[Point labeling lines]

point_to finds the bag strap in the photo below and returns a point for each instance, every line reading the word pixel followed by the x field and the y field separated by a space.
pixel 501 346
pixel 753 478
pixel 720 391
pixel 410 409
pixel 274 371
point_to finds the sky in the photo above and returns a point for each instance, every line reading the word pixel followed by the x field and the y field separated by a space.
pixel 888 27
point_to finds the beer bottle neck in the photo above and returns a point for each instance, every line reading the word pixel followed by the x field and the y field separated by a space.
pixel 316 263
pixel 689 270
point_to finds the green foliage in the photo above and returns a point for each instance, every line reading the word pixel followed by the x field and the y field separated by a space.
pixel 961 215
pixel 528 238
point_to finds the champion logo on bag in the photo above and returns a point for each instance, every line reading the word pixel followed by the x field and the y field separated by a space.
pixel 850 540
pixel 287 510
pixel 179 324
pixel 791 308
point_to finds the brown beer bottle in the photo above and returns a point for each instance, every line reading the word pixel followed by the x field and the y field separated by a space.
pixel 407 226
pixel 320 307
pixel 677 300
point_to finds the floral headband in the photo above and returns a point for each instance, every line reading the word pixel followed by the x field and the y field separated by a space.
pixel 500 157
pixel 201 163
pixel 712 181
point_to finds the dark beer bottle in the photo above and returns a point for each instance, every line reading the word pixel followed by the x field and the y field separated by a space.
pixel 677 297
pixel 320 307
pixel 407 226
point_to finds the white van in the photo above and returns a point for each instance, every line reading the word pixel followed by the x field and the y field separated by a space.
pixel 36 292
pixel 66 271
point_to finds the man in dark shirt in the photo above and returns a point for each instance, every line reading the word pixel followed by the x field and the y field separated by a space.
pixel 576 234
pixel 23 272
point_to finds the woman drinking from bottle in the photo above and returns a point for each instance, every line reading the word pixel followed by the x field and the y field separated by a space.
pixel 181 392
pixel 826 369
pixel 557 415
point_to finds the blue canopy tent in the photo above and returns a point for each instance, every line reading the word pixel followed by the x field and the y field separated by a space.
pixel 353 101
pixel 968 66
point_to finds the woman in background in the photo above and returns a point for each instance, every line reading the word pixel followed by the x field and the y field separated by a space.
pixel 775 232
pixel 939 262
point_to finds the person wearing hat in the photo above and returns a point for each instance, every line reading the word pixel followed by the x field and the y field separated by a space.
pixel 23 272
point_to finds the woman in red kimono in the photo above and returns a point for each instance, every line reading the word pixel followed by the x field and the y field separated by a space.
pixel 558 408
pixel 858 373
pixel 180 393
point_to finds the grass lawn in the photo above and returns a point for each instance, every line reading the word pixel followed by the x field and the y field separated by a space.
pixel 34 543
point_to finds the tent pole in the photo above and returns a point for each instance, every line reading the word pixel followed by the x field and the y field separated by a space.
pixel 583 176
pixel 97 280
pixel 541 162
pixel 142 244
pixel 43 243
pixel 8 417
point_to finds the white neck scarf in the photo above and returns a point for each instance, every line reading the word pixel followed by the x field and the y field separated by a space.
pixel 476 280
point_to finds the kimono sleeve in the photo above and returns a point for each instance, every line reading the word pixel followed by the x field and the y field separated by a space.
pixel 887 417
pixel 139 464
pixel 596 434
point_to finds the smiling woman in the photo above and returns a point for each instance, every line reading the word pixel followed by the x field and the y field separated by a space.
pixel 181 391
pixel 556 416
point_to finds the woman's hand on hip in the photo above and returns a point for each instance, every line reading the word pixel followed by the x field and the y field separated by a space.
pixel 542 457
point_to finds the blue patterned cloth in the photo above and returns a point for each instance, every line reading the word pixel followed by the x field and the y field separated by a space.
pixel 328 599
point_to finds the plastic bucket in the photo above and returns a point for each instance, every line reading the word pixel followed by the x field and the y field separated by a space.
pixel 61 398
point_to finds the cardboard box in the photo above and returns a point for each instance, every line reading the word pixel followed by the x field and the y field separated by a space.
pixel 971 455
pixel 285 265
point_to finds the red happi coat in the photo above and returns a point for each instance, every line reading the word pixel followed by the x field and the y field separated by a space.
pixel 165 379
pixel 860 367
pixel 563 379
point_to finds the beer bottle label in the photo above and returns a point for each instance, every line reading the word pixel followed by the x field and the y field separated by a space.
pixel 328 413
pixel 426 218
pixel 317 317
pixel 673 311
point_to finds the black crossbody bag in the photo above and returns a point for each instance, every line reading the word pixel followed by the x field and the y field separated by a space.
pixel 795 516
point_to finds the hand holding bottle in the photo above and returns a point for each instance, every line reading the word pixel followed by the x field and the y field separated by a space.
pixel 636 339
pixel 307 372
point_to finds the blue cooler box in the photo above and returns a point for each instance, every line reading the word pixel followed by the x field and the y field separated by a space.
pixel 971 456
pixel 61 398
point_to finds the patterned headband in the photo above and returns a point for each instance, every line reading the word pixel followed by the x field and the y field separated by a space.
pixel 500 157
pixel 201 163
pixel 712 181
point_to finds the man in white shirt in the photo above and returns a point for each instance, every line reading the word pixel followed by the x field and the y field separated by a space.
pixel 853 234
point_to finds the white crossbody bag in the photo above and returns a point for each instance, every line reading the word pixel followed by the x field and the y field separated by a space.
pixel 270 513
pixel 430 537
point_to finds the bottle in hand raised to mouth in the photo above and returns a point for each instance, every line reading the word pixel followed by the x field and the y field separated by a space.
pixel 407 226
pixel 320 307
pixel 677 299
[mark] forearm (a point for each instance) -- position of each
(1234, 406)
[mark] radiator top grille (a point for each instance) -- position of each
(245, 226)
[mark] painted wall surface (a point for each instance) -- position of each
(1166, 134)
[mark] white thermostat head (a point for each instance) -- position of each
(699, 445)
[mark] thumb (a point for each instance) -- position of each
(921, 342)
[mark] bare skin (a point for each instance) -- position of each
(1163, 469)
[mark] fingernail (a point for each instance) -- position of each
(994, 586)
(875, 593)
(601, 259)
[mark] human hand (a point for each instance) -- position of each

Requirements: Put the lines above into a Markdown table with the columns n and Line, where n numbers each row and Line holds that line, skipping any blank lines.

Result of the exercise:
| n | Line |
|---|---|
| 1 | point_to finds the bag strap in the photo below and returns a point for each instance, every line reading the word pixel followed by the x field and the y field separated by a space. |
| 2 | pixel 501 346 |
| 3 | pixel 753 478 |
| 4 | pixel 720 391 |
| 5 | pixel 410 409 |
| 6 | pixel 274 371 |
| 7 | point_to finds the sky in the photo above and returns a point for each instance, every line reading the word pixel followed by the x field and the y field separated by a space. |
| 8 | pixel 888 27 |
| 9 | point_to finds the beer bottle neck in the photo above and returns a point for each instance, every line reading the word pixel followed by the x field and the y field separated by a space. |
| 10 | pixel 316 263 |
| 11 | pixel 689 270 |
| 12 | point_to finds the green foliage in the photo above and returns a point for each instance, every line reading the word pixel followed by the x field and the y field separated by a space. |
| 13 | pixel 961 215 |
| 14 | pixel 528 238 |
| 15 | point_to finds the champion logo on bag in the photo above and returns a point for each instance, every line reading the word pixel followed by the x field and the y field separated by a space. |
| 16 | pixel 850 540 |
| 17 | pixel 287 510 |
| 18 | pixel 179 324 |
| 19 | pixel 791 308 |
| 20 | point_to finds the brown beer bottle in the photo above and returns a point for each instance, every line reading the word pixel followed by the x field and the y field separated by a space. |
| 21 | pixel 407 226 |
| 22 | pixel 320 307 |
| 23 | pixel 677 300 |
| 24 | point_to finds the floral headband in the photo above and returns a point for each instance, every line reading the word pixel followed by the x field and the y field separated by a space. |
| 25 | pixel 500 157 |
| 26 | pixel 201 163 |
| 27 | pixel 712 181 |
| 28 | point_to finds the dark beer bottle in the photo above and returns a point for each instance, every line reading the word pixel followed by the x field and the y field separated by a space. |
| 29 | pixel 677 297 |
| 30 | pixel 320 307 |
| 31 | pixel 407 226 |
| 32 | point_to finds the white van in the photo above and returns a point for each instance, every line reading the word pixel followed by the x field and the y field separated by a space. |
| 33 | pixel 36 292 |
| 34 | pixel 66 271 |
| 35 | point_to finds the man in dark shirt in the photo above and returns a point for each instance, every line reading the word pixel followed by the x field and the y field separated by a space. |
| 36 | pixel 576 234 |
| 37 | pixel 23 272 |
| 38 | point_to finds the woman drinking from bottle in the photo above and returns a point for each instance, every line reading the word pixel followed by the x field and the y field separated by a space. |
| 39 | pixel 181 392 |
| 40 | pixel 826 369 |
| 41 | pixel 557 415 |
| 42 | point_to finds the blue canopy tent in the photo above and returns a point for each instance, every line reading the word pixel followed by the x field and the y field separated by a space. |
| 43 | pixel 353 101 |
| 44 | pixel 968 66 |
| 45 | point_to finds the woman in background in the photo above and returns a point for each instance, every line reading the word pixel followed by the x field and the y field separated by a space. |
| 46 | pixel 775 232 |
| 47 | pixel 939 262 |
| 48 | point_to finds the person wearing hat in the photo above and returns a point for each instance, every line reading the word pixel followed by the x field and the y field separated by a space. |
| 49 | pixel 23 272 |
| 50 | point_to finds the woman in red kimono in the photo above and returns a point for each instance, every line reading the word pixel followed by the x field and the y field separated by a space. |
| 51 | pixel 558 408 |
| 52 | pixel 858 373 |
| 53 | pixel 180 393 |
| 54 | point_to finds the grass lawn in the photo above and returns a point for each instance, every line reading the word pixel followed by the x field and the y field separated by a space. |
| 55 | pixel 34 543 |
| 56 | point_to finds the tent pole in the photo above and returns a point for each instance, every line reading the word pixel followed by the x field and the y field separated by a space. |
| 57 | pixel 583 176 |
| 58 | pixel 97 280 |
| 59 | pixel 541 162 |
| 60 | pixel 142 244 |
| 61 | pixel 43 243 |
| 62 | pixel 8 417 |
| 63 | point_to finds the white neck scarf in the photo above and returns a point for each instance, every line reading the word pixel followed by the x field and the y field separated by a space. |
| 64 | pixel 476 280 |
| 65 | point_to finds the kimono sleeve in the photo above and returns a point for each instance, every line reading the word pixel followed by the x field and the y field separated by a space. |
| 66 | pixel 887 417 |
| 67 | pixel 139 464 |
| 68 | pixel 596 434 |
| 69 | point_to finds the smiling woman in the photo above and returns a point for each instance, every line reading the word pixel followed by the x field and the y field separated by a space. |
| 70 | pixel 181 391 |
| 71 | pixel 556 416 |
| 72 | point_to finds the woman's hand on hip in the photo above and returns a point for each instance, every line reading the word pixel followed by the x field and the y field separated by a space. |
| 73 | pixel 542 457 |
| 74 | point_to finds the blue patterned cloth in the photo above and returns a point for each instance, every line reading the word pixel followed by the x field and the y field separated by a space. |
| 75 | pixel 328 599 |
| 76 | point_to finds the plastic bucket in the photo above and returns a point for each instance, every line reading the word pixel followed by the x field and the y field separated by a space. |
| 77 | pixel 61 398 |
| 78 | point_to finds the cardboard box in the photo above and returns a point for each instance, every line reading the word pixel followed by the x field and the y field separated by a space. |
| 79 | pixel 971 455 |
| 80 | pixel 285 265 |
| 81 | point_to finds the red happi coat in the photo above and returns a point for each instance, every line reading the word pixel followed by the x field and the y field separated by a space. |
| 82 | pixel 165 379 |
| 83 | pixel 860 367 |
| 84 | pixel 563 379 |
| 85 | point_to finds the beer bottle label in the photo above and returns a point for each instance, every line reading the word pixel followed by the x field and the y field separated by a space. |
| 86 | pixel 328 413 |
| 87 | pixel 426 218 |
| 88 | pixel 317 317 |
| 89 | pixel 673 311 |
| 90 | point_to finds the black crossbody bag in the photo above and returns a point for each instance, every line reading the word pixel followed by the x field and the y field separated by a space. |
| 91 | pixel 795 516 |
| 92 | point_to finds the hand holding bottle in the photo above and returns a point for each instance, every line reading the word pixel followed by the x field and the y field separated by a space. |
| 93 | pixel 636 339 |
| 94 | pixel 307 372 |
| 95 | point_to finds the blue cooler box in the photo above and returns a point for each instance, every line reading the word pixel followed by the x field and the y field separated by a space. |
| 96 | pixel 971 456 |
| 97 | pixel 61 398 |
| 98 | point_to finds the patterned headband in the photo above and returns a point for each instance, every line reading the word pixel followed by the x field and the y field separated by a space. |
| 99 | pixel 500 157 |
| 100 | pixel 201 163 |
| 101 | pixel 712 181 |
| 102 | point_to finds the man in white shirt in the photo above and returns a point for each instance, every line reading the word pixel followed by the x field and the y field separated by a space. |
| 103 | pixel 853 234 |
| 104 | point_to finds the white crossbody bag in the photo above and returns a point for each instance, every line reading the word pixel followed by the x field and the y field separated by a space. |
| 105 | pixel 270 513 |
| 106 | pixel 430 537 |
| 107 | point_to finds the bottle in hand raised to mouth in the photo above and returns a point for each instance, every line reading the word pixel followed by the x field and the y field separated by a space. |
| 108 | pixel 407 226 |
| 109 | pixel 320 307 |
| 110 | pixel 677 299 |
| 111 | [mark] forearm (a point for each instance) -- position of each |
| 112 | (1234, 406) |
| 113 | [mark] radiator top grille (a point for each instance) -- position of each |
| 114 | (245, 226) |
| 115 | [mark] painted wall surface (a point for each instance) -- position of each |
| 116 | (1166, 134) |
| 117 | [mark] white thermostat head (a point for each instance) -- position of each |
| 118 | (699, 445) |
| 119 | [mark] thumb (a point for each instance) -- position of each |
| 120 | (921, 342) |
| 121 | [mark] bare skin (a point for each instance) -- position of each |
| 122 | (1163, 469) |
| 123 | [mark] fingernail (a point for each instance) -- position of each |
| 124 | (994, 586) |
| 125 | (875, 593) |
| 126 | (601, 259) |
| 127 | [mark] human hand (a point for each instance) -- position of each |